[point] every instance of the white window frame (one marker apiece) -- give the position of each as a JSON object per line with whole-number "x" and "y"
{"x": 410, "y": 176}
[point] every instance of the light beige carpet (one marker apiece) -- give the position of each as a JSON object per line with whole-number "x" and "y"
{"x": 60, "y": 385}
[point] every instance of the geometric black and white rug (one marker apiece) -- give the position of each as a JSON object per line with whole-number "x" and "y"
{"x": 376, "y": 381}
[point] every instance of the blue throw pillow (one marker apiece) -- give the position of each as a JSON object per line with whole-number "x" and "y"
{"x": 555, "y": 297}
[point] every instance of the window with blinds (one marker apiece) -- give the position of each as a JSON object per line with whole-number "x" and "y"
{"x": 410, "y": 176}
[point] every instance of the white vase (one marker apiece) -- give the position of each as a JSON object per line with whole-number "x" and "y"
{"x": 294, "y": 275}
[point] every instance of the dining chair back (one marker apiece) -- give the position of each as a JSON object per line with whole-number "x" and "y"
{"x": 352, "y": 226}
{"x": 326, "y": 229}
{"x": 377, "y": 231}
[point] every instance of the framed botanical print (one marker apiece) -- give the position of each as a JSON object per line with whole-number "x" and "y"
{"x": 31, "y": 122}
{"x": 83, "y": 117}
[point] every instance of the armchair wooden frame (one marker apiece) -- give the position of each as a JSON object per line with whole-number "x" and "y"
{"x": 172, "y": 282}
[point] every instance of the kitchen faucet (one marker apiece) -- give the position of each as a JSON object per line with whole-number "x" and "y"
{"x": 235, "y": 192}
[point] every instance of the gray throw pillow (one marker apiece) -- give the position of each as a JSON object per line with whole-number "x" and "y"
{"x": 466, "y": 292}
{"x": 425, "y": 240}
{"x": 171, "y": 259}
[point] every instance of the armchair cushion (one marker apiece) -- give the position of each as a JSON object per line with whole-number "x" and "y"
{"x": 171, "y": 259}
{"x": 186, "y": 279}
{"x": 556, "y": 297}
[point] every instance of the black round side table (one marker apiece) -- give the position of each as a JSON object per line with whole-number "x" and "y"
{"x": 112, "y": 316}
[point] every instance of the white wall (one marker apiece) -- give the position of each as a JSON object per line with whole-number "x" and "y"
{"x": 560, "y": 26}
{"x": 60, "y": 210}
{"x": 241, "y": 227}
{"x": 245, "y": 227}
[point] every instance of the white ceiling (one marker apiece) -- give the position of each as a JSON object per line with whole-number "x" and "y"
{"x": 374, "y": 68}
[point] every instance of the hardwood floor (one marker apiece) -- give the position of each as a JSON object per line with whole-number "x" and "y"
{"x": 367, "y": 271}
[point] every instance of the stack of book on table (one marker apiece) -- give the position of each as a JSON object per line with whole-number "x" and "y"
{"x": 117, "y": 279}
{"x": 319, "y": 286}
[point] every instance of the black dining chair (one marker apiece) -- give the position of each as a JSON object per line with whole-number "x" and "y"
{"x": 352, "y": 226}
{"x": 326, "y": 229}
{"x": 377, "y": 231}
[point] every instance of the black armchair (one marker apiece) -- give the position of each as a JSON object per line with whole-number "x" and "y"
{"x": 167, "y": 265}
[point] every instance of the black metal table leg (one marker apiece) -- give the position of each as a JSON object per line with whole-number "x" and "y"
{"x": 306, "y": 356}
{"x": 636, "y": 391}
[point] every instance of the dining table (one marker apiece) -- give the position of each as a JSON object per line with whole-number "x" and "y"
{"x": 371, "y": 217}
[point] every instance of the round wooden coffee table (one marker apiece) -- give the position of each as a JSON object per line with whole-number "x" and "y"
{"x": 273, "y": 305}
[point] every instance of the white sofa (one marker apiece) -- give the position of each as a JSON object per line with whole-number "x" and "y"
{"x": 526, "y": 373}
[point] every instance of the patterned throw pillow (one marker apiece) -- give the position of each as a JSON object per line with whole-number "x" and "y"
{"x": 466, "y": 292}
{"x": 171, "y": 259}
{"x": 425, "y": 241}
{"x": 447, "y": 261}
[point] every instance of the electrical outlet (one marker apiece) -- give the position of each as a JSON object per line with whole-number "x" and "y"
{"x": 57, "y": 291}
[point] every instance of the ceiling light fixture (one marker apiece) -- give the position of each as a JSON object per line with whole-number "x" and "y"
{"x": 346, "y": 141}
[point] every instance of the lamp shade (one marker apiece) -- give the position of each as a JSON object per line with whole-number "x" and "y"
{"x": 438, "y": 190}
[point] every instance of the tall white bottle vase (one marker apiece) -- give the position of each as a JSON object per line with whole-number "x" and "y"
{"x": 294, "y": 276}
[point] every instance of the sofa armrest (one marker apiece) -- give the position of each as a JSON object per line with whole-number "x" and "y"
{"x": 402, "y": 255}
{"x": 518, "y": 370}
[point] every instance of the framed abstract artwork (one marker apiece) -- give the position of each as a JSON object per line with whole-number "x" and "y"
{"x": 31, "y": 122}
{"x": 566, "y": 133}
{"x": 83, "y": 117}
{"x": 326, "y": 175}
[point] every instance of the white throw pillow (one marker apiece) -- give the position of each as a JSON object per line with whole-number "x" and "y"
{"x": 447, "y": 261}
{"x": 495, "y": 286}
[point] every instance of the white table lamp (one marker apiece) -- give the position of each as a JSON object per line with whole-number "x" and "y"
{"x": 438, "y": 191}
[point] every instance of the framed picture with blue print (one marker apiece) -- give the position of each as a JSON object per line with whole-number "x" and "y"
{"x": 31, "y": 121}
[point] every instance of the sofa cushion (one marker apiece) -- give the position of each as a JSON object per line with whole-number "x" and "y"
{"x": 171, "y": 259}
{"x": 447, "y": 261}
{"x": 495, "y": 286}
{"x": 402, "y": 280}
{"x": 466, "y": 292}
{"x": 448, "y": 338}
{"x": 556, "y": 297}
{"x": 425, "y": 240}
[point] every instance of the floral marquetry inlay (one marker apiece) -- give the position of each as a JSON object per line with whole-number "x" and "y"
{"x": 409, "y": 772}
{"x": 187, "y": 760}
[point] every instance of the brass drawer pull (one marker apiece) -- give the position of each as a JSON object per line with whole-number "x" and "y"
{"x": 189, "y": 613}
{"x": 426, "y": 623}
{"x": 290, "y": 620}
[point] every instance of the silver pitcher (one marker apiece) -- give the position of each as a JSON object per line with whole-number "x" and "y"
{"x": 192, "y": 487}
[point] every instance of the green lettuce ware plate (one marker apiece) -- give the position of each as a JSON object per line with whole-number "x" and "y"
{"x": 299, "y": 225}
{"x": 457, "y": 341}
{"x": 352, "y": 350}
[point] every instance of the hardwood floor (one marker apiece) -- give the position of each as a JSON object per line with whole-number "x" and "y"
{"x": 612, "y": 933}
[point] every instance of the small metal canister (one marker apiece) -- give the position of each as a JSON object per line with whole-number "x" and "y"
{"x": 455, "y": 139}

++++++++

WHAT TO DO.
The reply must present every entry, transcribed with its exact wording.

ANSWER TO THE EXERCISE.
[point] every instance of the white window frame (one marker apiece) -- give the position of each as a JSON object per line with whole-number "x" and "y"
{"x": 410, "y": 176}
[point] every instance of the light beige carpet (one marker apiece) -- give the position of each as a JSON object per line with whole-number "x" and "y"
{"x": 60, "y": 385}
[point] every instance of the geometric black and white rug (one marker apiece) -- give the position of each as a JSON object per line with whole-number "x" and "y"
{"x": 376, "y": 381}
[point] every instance of the blue throw pillow (one marker apiece) -- give the position of each as a JSON object per line with whole-number "x" and "y"
{"x": 555, "y": 297}
[point] every instance of the window with blinds (one marker apiece) -- give the position of each as a JSON object per line with whole-number "x" and "y"
{"x": 410, "y": 176}
[point] every instance of the white vase (one marker apiece) -- give the position of each as a JSON object per line with whole-number "x" and "y"
{"x": 294, "y": 275}
[point] every instance of the dining chair back (one marker apiece) -- give the position of each as a JSON object per line with whole-number "x" and "y"
{"x": 352, "y": 226}
{"x": 326, "y": 229}
{"x": 377, "y": 231}
[point] every instance of the framed botanical print (one marker apiece) -- give the position of each as a JSON object per line with whole-number "x" and "y"
{"x": 31, "y": 122}
{"x": 83, "y": 117}
[point] every instance of the armchair wooden frame (one marker apiece) -- give the position of each as a JSON object per line with whole-number "x" and "y"
{"x": 172, "y": 282}
[point] every instance of the kitchen faucet (one marker apiece) -- give the position of each as a JSON object per line with whole-number "x" and "y"
{"x": 235, "y": 192}
[point] every instance of the gray throw pillow (one marker apiece) -- give the position of each as a JSON object per line with whole-number "x" and "y"
{"x": 466, "y": 292}
{"x": 425, "y": 240}
{"x": 171, "y": 259}
[point] every instance of the armchair cushion (one marker apiece) -- give the position of each as a JSON object per line with whole-number "x" and "y"
{"x": 171, "y": 259}
{"x": 186, "y": 279}
{"x": 556, "y": 297}
[point] every instance of the black round side table (one marker apiece) -- give the position of each as a JSON object per line with whole-number "x" and "y"
{"x": 112, "y": 316}
[point] every instance of the white wall (one marker apiece) -- give the position of each as a JSON object per line with whole-number "x" and "y"
{"x": 560, "y": 26}
{"x": 60, "y": 210}
{"x": 241, "y": 227}
{"x": 245, "y": 227}
[point] every instance of the white ceiling (one marker apiece) -- give the position of each as a JSON object per line with whole-number "x" and "y"
{"x": 374, "y": 68}
[point] every instance of the hardwood floor (one marker apiece) -- give the position of each as a JSON object per line with whole-number "x" and "y"
{"x": 367, "y": 271}
[point] every instance of the stack of book on table (one marker apiece) -- give the position of each as a JSON object per line with whole-number "x" and "y"
{"x": 117, "y": 279}
{"x": 319, "y": 286}
[point] every instance of the black dining chair (one marker apiece) -- give the position of each as a JSON object per line with whole-number "x" and "y"
{"x": 352, "y": 226}
{"x": 326, "y": 229}
{"x": 377, "y": 231}
[point] every instance of the black armchair (one marker apiece) -- give the position of each as a JSON object per line with whole-number "x" and "y"
{"x": 167, "y": 265}
[point] every instance of the black metal table leg (one marker apiece) -- give the position of each as a JSON object per line with whole-number "x" and "y"
{"x": 306, "y": 356}
{"x": 636, "y": 391}
[point] every instance of the dining table (one marker apiece) -- give the position of each as a JSON object per line with whole-number "x" and "y"
{"x": 371, "y": 217}
[point] every instance of the round wooden coffee table (one marker apiece) -- give the position of each as a JSON object per line with whole-number "x" and "y"
{"x": 273, "y": 305}
[point] every instance of the white sofa (one marker apiece) -- give the position of each as a JSON object per line with whole-number "x" and "y"
{"x": 526, "y": 373}
[point] every instance of the patterned throw pillow (one marker apiece) -- give the position of each as a JSON object per line with whole-number "x" and "y"
{"x": 466, "y": 292}
{"x": 171, "y": 259}
{"x": 425, "y": 241}
{"x": 447, "y": 261}
[point] every instance of the electrical outlet (one marker apiece) -- give the position of each as a JSON object per line with whole-number "x" and "y"
{"x": 57, "y": 291}
[point] every instance of the ceiling light fixture (one marker apiece) -- give the position of each as a JSON object per line with whole-number "x" and "y"
{"x": 346, "y": 141}
[point] every instance of the lamp shade (one marker apiece) -- give the position of each as a JSON object per line with whole-number "x" and "y"
{"x": 438, "y": 190}
[point] every instance of the tall white bottle vase (one marker apiece) -- give the position of each as a JSON object per line with whole-number "x" and "y"
{"x": 294, "y": 276}
[point] every instance of the sofa armrest (one marker apiece) -- give the position of each as a JSON object per line with whole-number "x" and "y"
{"x": 402, "y": 255}
{"x": 518, "y": 370}
[point] every instance of the framed abstract artwork (one marker apiece) -- give the position of each as a JSON object per line with whole-number "x" and "y"
{"x": 31, "y": 122}
{"x": 566, "y": 133}
{"x": 83, "y": 117}
{"x": 326, "y": 175}
[point] every instance of the white throw pillow (one marker apiece) -- give the position of each as a JSON object per line with whole-number "x" and "y"
{"x": 447, "y": 261}
{"x": 495, "y": 286}
[point] every instance of the white table lamp (one marker apiece) -- give the position of each as a JSON object per line with whole-number "x" and "y"
{"x": 438, "y": 191}
[point] every instance of the framed picture with blue print (one marker apiece) -- give the position of each as a JSON object per line with whole-number "x" and "y"
{"x": 31, "y": 121}
[point] every instance of the sofa cushion (one marker apiece) -- give the position of each as a JSON object per line with whole-number "x" and "y"
{"x": 171, "y": 259}
{"x": 447, "y": 261}
{"x": 495, "y": 286}
{"x": 402, "y": 280}
{"x": 466, "y": 292}
{"x": 448, "y": 338}
{"x": 556, "y": 297}
{"x": 425, "y": 240}
[point] every instance of the floral marquetry inlay (one marker apiece) -- give the position of each as a JSON object per line with whole-number "x" and "y"
{"x": 409, "y": 772}
{"x": 187, "y": 760}
[point] every instance of the brass drawer pull (one marker apiece) -- give the position of each as a JSON object per line with whole-number "x" and "y"
{"x": 189, "y": 613}
{"x": 426, "y": 623}
{"x": 290, "y": 620}
[point] every instance of the silver pitcher (one marker apiece) -- give the position of each as a JSON object per line with whole-number "x" and "y"
{"x": 192, "y": 487}
[point] every instance of the green lettuce ware plate (one marker apiece) -- give the position of each as a JSON object per line with whole-number "x" and "y"
{"x": 299, "y": 225}
{"x": 457, "y": 341}
{"x": 352, "y": 350}
[point] every instance of the hardwood floor (one marker apiece) -- give the position of each as a JSON object per line with whole-number "x" and "y"
{"x": 612, "y": 933}
[point] every instance of the small metal canister (one marker apiece) -- give the position of each as a JSON object per line with whole-number "x" and "y"
{"x": 455, "y": 139}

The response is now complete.